§ **Information given**

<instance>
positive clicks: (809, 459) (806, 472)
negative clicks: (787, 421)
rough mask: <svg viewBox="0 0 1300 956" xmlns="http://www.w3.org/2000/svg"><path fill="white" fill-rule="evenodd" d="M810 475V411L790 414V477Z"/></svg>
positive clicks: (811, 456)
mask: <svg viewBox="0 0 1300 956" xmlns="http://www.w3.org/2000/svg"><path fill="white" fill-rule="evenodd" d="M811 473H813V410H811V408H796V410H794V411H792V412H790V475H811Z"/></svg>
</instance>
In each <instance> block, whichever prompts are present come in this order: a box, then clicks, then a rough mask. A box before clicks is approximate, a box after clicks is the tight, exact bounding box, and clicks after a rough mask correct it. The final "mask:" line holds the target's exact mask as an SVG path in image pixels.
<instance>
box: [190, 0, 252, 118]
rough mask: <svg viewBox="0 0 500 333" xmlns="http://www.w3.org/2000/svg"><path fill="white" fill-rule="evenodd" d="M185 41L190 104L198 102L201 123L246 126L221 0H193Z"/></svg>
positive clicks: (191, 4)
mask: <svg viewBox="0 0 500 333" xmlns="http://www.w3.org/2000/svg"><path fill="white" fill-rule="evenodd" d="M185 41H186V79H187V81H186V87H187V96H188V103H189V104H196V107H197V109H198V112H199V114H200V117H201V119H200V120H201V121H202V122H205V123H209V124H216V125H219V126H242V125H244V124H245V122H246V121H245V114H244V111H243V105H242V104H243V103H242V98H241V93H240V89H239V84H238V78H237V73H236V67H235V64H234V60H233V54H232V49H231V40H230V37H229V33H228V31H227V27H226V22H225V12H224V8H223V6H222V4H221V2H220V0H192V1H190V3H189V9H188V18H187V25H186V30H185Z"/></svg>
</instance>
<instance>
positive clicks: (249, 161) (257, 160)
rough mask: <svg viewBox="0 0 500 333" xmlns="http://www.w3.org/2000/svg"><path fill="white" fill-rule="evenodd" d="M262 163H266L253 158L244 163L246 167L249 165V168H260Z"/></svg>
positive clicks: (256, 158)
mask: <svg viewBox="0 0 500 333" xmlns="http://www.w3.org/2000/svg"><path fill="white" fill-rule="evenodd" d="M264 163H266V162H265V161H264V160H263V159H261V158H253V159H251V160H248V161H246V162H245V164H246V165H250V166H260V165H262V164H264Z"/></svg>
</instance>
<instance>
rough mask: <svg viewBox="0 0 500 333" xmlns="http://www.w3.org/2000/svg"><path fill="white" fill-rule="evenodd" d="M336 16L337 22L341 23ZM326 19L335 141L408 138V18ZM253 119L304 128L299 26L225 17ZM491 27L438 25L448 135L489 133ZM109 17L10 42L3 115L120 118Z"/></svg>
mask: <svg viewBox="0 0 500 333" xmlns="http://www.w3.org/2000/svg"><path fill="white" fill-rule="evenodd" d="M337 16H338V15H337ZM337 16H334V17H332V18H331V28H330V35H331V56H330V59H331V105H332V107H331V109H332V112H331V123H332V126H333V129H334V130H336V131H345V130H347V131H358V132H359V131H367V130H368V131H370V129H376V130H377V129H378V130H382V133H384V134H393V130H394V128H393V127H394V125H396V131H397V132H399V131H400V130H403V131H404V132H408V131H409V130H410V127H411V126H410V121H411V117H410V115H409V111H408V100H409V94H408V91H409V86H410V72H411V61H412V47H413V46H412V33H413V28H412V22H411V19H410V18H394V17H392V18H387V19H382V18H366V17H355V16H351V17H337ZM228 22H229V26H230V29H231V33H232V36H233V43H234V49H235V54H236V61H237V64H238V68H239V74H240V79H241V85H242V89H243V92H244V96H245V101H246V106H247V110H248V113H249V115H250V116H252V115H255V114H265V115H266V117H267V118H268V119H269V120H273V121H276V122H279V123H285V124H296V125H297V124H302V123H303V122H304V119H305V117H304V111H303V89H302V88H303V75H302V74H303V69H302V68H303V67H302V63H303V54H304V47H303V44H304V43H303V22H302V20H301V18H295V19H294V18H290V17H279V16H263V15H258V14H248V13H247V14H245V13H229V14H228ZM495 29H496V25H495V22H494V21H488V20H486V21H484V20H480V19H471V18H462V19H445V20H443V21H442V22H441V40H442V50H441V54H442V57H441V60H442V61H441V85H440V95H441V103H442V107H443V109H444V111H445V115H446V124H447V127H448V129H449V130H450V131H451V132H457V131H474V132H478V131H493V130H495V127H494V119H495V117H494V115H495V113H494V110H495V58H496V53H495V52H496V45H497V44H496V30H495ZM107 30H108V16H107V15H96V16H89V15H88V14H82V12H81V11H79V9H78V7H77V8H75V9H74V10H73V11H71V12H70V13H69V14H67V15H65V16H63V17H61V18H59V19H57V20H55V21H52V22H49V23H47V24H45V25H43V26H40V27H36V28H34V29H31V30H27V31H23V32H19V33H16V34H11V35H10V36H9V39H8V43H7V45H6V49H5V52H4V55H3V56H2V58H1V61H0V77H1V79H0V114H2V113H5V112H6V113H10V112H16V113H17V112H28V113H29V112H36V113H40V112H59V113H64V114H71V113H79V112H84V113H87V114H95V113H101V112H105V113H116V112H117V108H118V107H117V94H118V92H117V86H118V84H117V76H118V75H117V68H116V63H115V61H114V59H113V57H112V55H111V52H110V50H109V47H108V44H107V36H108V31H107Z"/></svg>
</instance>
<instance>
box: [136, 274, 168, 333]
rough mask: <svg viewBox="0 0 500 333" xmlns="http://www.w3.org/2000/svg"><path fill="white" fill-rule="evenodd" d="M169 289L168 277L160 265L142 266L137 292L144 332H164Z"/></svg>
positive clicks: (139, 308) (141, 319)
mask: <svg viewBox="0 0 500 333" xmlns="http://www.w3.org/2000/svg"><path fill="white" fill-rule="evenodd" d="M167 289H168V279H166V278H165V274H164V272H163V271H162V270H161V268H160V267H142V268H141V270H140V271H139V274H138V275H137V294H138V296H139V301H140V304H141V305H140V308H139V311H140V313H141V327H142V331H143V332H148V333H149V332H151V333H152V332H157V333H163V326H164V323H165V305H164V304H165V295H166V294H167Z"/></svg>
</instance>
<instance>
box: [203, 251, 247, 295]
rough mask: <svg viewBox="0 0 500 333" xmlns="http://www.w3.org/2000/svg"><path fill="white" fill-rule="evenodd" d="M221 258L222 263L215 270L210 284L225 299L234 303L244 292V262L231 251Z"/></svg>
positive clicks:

§ **Prompt**
Rewrite all of the items above, changing every "positive clicks" to "foreground clicks" and leaving everything else untouched.

§ **Worked solution**
<instance>
foreground clicks: (809, 459) (806, 472)
negative clicks: (787, 421)
rough mask: <svg viewBox="0 0 1300 956" xmlns="http://www.w3.org/2000/svg"><path fill="white" fill-rule="evenodd" d="M810 475V411L790 414V477Z"/></svg>
foreground clicks: (811, 456)
mask: <svg viewBox="0 0 1300 956" xmlns="http://www.w3.org/2000/svg"><path fill="white" fill-rule="evenodd" d="M811 473H813V410H811V408H796V410H794V411H792V412H790V475H811Z"/></svg>
</instance>
In each <instance> block, whichever prompts are present come in this order: a box, then clicks, then a rough mask. A box before clicks is approximate, a box after clicks is the tight, exact bounding box, and clicks after a rough mask correct it. The final "mask:" line holds the target's exact mask as an SVG path in image pixels.
<instance>
box: [190, 0, 252, 118]
rough mask: <svg viewBox="0 0 500 333" xmlns="http://www.w3.org/2000/svg"><path fill="white" fill-rule="evenodd" d="M185 41L190 104L198 102L201 123L246 126L221 0H193Z"/></svg>
foreground clicks: (191, 4)
mask: <svg viewBox="0 0 500 333" xmlns="http://www.w3.org/2000/svg"><path fill="white" fill-rule="evenodd" d="M185 41H186V79H187V81H186V87H187V96H188V103H189V104H196V107H197V109H198V112H199V114H200V117H201V119H200V120H201V121H202V122H205V123H209V124H216V125H219V126H242V125H244V124H245V122H246V121H245V114H244V111H243V105H242V104H243V103H242V98H241V93H240V89H239V84H238V78H237V73H236V67H235V64H234V60H233V54H232V49H231V40H230V37H229V33H228V31H227V27H226V22H225V12H224V8H223V6H222V4H221V2H220V0H192V1H190V3H189V9H188V18H187V25H186V30H185Z"/></svg>
</instance>
<instance>
foreground clicks: (249, 161) (257, 160)
rough mask: <svg viewBox="0 0 500 333" xmlns="http://www.w3.org/2000/svg"><path fill="white" fill-rule="evenodd" d="M262 163H266L253 158L244 163L246 167L249 165V168H260Z"/></svg>
foreground clicks: (256, 158)
mask: <svg viewBox="0 0 500 333" xmlns="http://www.w3.org/2000/svg"><path fill="white" fill-rule="evenodd" d="M264 163H266V162H265V161H264V160H263V159H261V158H253V159H251V160H248V161H246V162H245V164H246V165H250V166H260V165H262V164H264Z"/></svg>
</instance>
<instance>
rough mask: <svg viewBox="0 0 500 333" xmlns="http://www.w3.org/2000/svg"><path fill="white" fill-rule="evenodd" d="M336 16L337 22L341 23ZM326 19L335 141L408 138V18ZM253 119L304 128L299 26L225 17ZM491 27L438 25L448 135L489 133ZM109 17L10 42L3 115L120 118Z"/></svg>
mask: <svg viewBox="0 0 500 333" xmlns="http://www.w3.org/2000/svg"><path fill="white" fill-rule="evenodd" d="M337 16H338V15H337ZM337 16H334V17H332V18H331V28H330V35H331V56H330V59H331V105H332V107H331V109H332V112H331V123H332V126H333V129H334V130H336V131H345V130H347V131H358V132H359V131H367V130H368V131H370V129H376V130H377V129H378V130H382V133H384V134H393V130H394V128H393V127H394V125H396V131H397V132H399V131H400V130H403V131H404V132H408V131H409V130H410V127H411V126H410V121H411V117H410V115H409V111H408V100H409V94H408V91H409V86H410V72H411V61H412V47H413V46H412V33H413V28H412V22H411V19H410V18H394V17H392V18H387V19H382V18H366V17H355V16H351V17H337ZM228 22H229V26H230V29H231V33H232V36H233V43H234V49H235V54H236V61H237V64H238V68H239V74H240V79H241V85H242V89H243V92H244V96H245V101H246V106H247V110H248V113H249V115H250V116H252V115H255V114H265V115H266V117H267V118H268V119H269V120H273V121H276V122H279V123H285V124H296V125H297V124H302V123H303V122H304V119H305V117H304V111H303V89H302V88H303V75H302V74H303V69H302V68H303V67H302V63H303V54H304V47H303V44H304V43H303V22H302V20H301V18H295V19H294V18H290V17H279V16H263V15H258V14H248V13H247V14H245V13H229V14H228ZM495 29H496V25H495V22H494V21H488V20H486V21H484V20H480V19H471V18H462V19H445V20H443V21H442V22H441V40H442V50H441V54H442V57H441V60H442V61H441V85H440V95H441V103H442V107H443V109H444V111H445V115H446V124H447V127H448V129H449V130H450V131H451V132H457V131H474V132H478V131H493V130H495V127H494V119H495V117H494V115H495V113H494V110H495V58H496V53H495V52H496V45H497V44H496V30H495ZM107 30H108V16H107V15H96V16H89V15H88V14H82V12H81V11H79V9H78V7H77V8H75V9H74V10H73V11H71V12H70V13H69V14H67V15H65V16H63V17H61V18H59V19H57V20H55V21H52V22H49V23H47V24H45V25H43V26H40V27H36V28H34V29H31V30H27V31H23V32H19V33H16V34H11V35H10V36H9V39H8V43H7V45H6V49H5V52H4V55H3V56H2V58H1V61H0V77H1V79H0V114H2V113H5V112H6V113H10V112H16V113H17V112H28V113H29V112H36V113H40V112H59V113H64V114H71V113H79V112H84V113H87V114H95V113H101V112H105V113H116V112H117V108H118V107H117V94H118V92H117V86H118V84H117V76H118V75H117V68H116V63H115V61H114V59H113V57H112V55H111V52H110V50H109V47H108V44H107V36H108V31H107Z"/></svg>
</instance>
<instance>
box: [136, 274, 168, 333]
rough mask: <svg viewBox="0 0 500 333" xmlns="http://www.w3.org/2000/svg"><path fill="white" fill-rule="evenodd" d="M169 289L168 277L160 265L142 266L137 292L144 332H164Z"/></svg>
foreground clicks: (139, 308) (141, 319)
mask: <svg viewBox="0 0 500 333" xmlns="http://www.w3.org/2000/svg"><path fill="white" fill-rule="evenodd" d="M167 289H168V279H166V278H165V274H164V272H163V271H162V270H161V268H160V267H142V268H141V270H140V271H139V274H138V275H137V294H138V296H139V301H140V304H141V305H140V308H139V311H140V313H141V327H142V331H143V332H148V333H149V332H151V333H152V332H157V333H163V326H164V323H165V305H164V304H165V295H166V294H167Z"/></svg>
</instance>
<instance>
box: [203, 251, 247, 295]
rough mask: <svg viewBox="0 0 500 333" xmlns="http://www.w3.org/2000/svg"><path fill="white" fill-rule="evenodd" d="M221 258L222 263L215 270L210 284L225 299L234 303L244 292V262L231 251Z"/></svg>
foreground clicks:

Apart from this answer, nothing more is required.